### TEXTAUSZUG
########

Die Leitkultur-Debatte der ÖVP ist gescheitert, bevor sie begonnen hat. Gut so, denn sie war nur auf die Instrumentalisierung der Integrationsprobleme gerichtet, nicht auf ihre Lösung. Auf linker Seite sollte man sich aber nicht mit Kritik oder Häme daran aufhalten, sondern den Aufschlag als Chance sehen, die eigene Programmatik weiterzuentwickeln. Die Leitkultur-Debatte stellt im Kern die Frage nach Identität und Zugehörigkeit in einer modernen Migrationsgesellschaft. Eine Frage, die auch die Linke nicht befriedigend beantworten kann.
Bisherige Integrationsansätze ausbaufähig
In der politischen Linken wird Integration traditionell als soziale Integration verstanden. Migranten sollen faire Lebens- und Arbeitsbedingungen vorfinden, um schnell eine eigene Existenz aufbauen zu können. Auf der identitären Ebene soll die Klammer über die soziale Identität geschlagen werden, als Arbeitskollegen, Klassenkameraden usw. Diese Ansätze sind richtig und wichtig, aber nicht ausreichend, weil moderne Identitäten hybride sind und die soziale Identität die nationale nicht ersetzen kann. Das zeigen 150 Jahre Erfahrung der Linken mit der „nationalen Frage“. Solange sich die Beschäftigten mit unterschiedlichen Nationalitäten identifizieren, können destruktive rechte Kräfte dies für Spaltereien missbrauchen.

########

### BEREITGESTELLTES MATERIAL
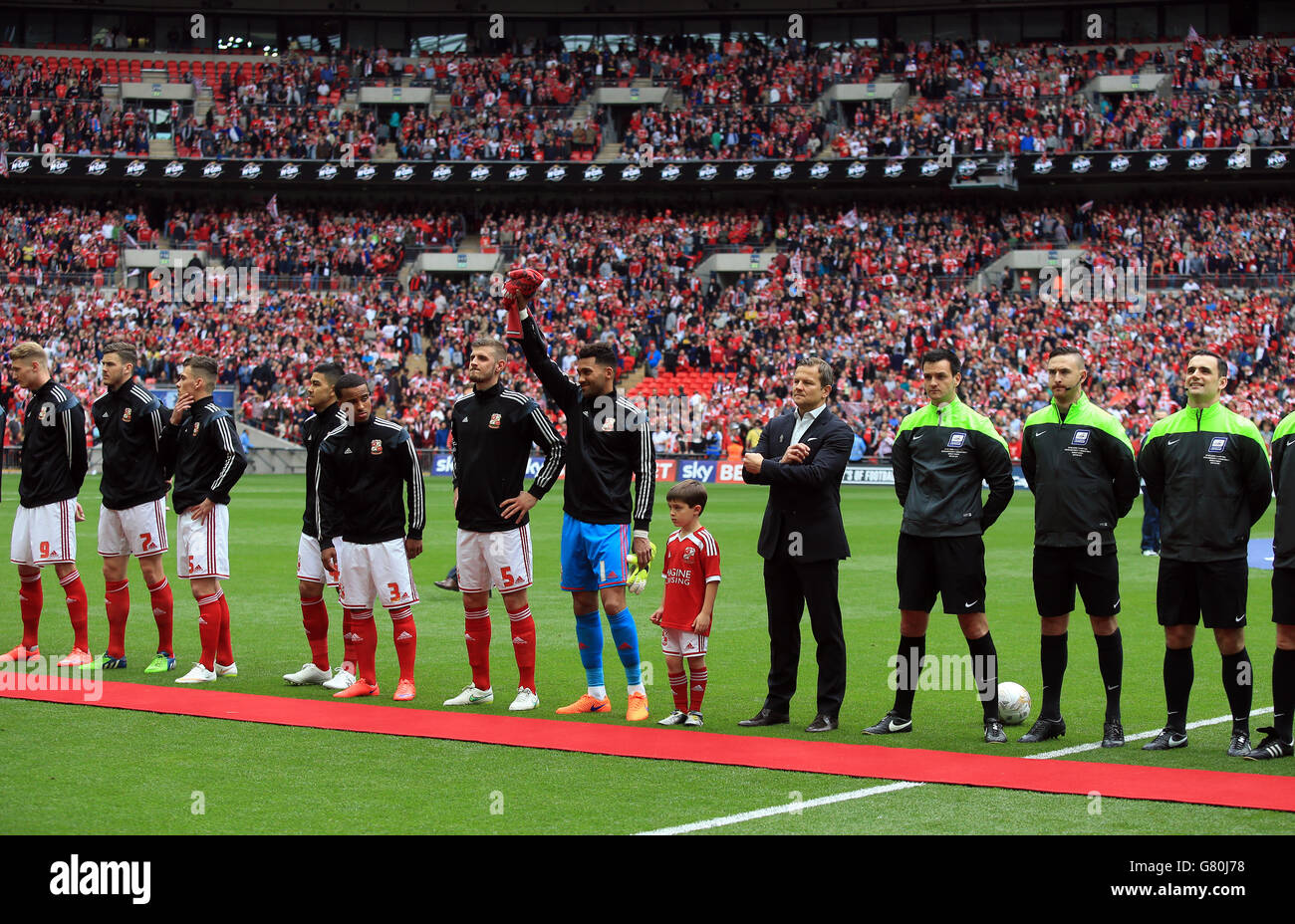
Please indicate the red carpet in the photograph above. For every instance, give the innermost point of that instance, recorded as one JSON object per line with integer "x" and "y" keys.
{"x": 1119, "y": 781}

########

### FRAGEN UND AUFGABEN
(a) Wie wird Integration in der politischen Linken laut dem Textauszug traditionell verstanden?
(b) Gib den Teil des Textauszugs, der mit „Bisherige Integrationsansätze ausbaufähig“ beginnt und bis „für Spaltereien missbrauchen.“ reicht, erneut wieder und benenne dabei „Migranten“ in „Zugewanderte“ um.
(c) Prüfe, ob die folgenden Aussagen mit dem Textauszug übereinstimmen: (i) Die Leitkultur-Debatte der ÖVP ist gescheitert. (ii) Die soziale Identität kann die nationale ersetzen. (iii) Die Linke hat 100 Jahre Erfahrung mit der „nationalen Frage“.
Das Material ist eigenständig und steht in keinem Zusammenhang mit dem Textauszug.

### ANTWORTEN
(a) Als soziale Integration.

(b)
Bisherige Integrationsansätze ausbaufähig
In der politischen Linken wird Integration traditionell als soziale Integration verstanden. Zugewanderte sollen faire Lebens- und Arbeitsbedingungen vorfinden, um schnell eine eigene Existenz aufbauen zu können. Auf der identitären Ebene soll die Klammer über die soziale Identität geschlagen werden, als Arbeitskollegen, Klassenkameraden usw. Diese Ansätze sind richtig und wichtig, aber nicht ausreichend, weil moderne Identitäten hybride sind und die soziale Identität die nationale nicht ersetzen kann. Das zeigen 150 Jahre Erfahrung der Linken mit der „nationalen Frage“. Solange sich die Beschäftigten mit unterschiedlichen Nationalitäten identifizieren, können destruktive rechte Kräfte dies für Spaltereien missbrauchen.

(c)
(i) Ja: „Die Leitkultur-Debatte der ÖVP ist gescheitert, bevor sie begonnen hat.“
(ii) Nein: „die soziale Identität die nationale nicht ersetzen kann“
(iii) Nein: „150 Jahre Erfahrung der Linken“